» **WHAT TO PRODUCE**:
Please pull out every line of the listing below that contains the word "headlight", and copy each one unchanged.

» **MATERIAL FOR THIS TASK**:
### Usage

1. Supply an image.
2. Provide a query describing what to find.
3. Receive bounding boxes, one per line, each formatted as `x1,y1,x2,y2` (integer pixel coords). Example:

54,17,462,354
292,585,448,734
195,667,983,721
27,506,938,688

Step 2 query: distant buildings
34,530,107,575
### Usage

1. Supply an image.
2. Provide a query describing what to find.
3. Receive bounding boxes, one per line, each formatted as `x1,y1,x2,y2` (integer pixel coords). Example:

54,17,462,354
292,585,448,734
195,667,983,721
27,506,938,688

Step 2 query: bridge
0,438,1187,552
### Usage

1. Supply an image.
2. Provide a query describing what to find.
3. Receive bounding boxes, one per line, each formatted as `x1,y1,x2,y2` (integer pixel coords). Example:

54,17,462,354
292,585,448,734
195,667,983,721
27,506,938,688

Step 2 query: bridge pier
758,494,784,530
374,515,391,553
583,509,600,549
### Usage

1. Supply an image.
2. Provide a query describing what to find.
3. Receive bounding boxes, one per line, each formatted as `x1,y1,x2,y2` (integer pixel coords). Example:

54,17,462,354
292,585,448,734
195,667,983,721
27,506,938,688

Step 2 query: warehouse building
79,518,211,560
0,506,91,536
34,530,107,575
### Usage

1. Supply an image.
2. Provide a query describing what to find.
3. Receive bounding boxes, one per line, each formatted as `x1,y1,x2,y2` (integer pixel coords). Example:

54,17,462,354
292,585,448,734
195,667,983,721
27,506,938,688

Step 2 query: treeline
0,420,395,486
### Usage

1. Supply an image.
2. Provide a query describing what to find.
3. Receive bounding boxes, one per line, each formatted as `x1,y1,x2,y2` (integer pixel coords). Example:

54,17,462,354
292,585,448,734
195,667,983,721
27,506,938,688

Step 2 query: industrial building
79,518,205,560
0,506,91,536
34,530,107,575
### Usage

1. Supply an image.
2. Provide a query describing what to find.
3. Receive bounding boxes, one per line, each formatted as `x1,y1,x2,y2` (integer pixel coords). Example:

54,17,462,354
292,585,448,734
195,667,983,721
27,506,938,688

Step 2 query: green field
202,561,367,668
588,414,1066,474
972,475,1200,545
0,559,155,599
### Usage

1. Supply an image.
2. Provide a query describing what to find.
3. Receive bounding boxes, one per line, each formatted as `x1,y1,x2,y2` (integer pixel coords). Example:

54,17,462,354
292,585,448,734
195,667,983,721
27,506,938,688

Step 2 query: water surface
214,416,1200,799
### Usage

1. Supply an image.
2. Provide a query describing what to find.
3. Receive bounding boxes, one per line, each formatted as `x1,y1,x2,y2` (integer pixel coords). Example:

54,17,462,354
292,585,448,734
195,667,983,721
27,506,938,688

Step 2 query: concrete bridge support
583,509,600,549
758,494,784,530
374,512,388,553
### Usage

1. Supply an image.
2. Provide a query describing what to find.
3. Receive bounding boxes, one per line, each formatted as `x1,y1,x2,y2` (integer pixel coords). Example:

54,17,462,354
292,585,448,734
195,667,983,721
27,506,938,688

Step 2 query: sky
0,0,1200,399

---

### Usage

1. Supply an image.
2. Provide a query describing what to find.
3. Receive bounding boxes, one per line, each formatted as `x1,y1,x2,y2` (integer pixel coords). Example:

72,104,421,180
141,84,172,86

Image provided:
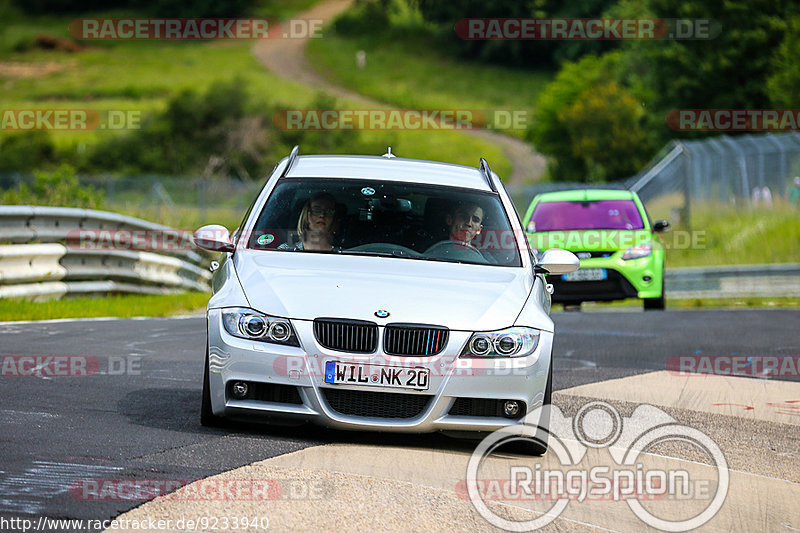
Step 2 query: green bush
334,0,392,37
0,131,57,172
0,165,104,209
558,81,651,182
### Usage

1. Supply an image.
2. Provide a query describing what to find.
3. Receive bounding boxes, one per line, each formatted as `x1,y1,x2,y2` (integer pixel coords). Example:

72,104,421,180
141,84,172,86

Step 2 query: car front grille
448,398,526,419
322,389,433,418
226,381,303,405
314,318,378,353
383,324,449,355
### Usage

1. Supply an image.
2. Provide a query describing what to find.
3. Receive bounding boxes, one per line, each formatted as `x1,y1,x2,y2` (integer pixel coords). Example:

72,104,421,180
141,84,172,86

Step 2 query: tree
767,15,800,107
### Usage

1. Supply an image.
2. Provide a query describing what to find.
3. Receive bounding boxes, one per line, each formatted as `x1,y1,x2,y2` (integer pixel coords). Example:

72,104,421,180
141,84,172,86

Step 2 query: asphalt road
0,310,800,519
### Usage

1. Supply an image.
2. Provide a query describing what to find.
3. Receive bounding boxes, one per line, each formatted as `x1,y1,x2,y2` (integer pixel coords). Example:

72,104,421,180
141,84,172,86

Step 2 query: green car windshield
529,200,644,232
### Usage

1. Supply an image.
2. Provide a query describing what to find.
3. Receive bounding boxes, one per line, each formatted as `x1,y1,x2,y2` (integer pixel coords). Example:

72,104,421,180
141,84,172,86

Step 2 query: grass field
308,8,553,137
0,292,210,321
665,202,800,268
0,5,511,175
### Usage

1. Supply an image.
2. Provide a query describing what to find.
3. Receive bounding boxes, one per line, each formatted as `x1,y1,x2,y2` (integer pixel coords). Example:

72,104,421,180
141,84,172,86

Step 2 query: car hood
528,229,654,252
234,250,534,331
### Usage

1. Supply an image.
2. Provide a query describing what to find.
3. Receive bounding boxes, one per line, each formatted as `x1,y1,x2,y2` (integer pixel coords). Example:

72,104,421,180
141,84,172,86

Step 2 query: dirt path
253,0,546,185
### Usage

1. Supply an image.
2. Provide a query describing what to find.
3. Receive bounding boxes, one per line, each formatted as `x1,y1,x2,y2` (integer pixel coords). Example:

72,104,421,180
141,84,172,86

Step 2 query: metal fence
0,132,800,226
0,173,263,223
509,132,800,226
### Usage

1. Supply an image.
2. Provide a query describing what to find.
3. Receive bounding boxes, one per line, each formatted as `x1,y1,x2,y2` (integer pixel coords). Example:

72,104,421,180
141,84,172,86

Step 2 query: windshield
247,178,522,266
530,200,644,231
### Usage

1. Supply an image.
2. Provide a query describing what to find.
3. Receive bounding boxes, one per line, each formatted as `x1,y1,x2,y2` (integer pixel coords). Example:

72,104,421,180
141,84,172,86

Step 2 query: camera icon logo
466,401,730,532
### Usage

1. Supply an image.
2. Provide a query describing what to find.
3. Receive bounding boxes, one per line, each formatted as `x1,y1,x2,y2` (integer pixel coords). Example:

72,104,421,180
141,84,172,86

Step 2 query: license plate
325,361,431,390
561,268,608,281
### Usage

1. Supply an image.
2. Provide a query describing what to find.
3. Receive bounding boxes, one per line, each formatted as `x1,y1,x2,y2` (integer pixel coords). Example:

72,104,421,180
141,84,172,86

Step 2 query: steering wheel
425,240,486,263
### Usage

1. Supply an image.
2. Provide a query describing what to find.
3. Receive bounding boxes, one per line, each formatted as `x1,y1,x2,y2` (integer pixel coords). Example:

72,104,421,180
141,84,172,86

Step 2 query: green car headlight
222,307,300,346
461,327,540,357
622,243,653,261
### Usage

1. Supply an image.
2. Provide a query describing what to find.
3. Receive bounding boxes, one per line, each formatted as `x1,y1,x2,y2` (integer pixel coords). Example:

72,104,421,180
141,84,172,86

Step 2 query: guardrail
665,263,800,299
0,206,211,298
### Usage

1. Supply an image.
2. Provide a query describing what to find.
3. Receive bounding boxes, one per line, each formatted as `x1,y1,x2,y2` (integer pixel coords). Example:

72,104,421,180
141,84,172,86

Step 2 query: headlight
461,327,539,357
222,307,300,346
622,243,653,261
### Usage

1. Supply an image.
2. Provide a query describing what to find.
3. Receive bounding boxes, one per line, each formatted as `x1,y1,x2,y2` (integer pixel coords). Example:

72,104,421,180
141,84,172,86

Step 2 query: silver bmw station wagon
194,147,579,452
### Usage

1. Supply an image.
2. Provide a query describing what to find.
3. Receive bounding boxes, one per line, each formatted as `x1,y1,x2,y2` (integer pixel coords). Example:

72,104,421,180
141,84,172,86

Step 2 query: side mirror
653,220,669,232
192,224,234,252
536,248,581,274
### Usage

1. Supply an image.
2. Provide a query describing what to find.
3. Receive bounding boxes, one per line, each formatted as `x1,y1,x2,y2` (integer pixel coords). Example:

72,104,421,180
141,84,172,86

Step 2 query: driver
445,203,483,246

» **TASK RESPONSE**:
Step 2 query: green car headlight
Step 2 query: headlight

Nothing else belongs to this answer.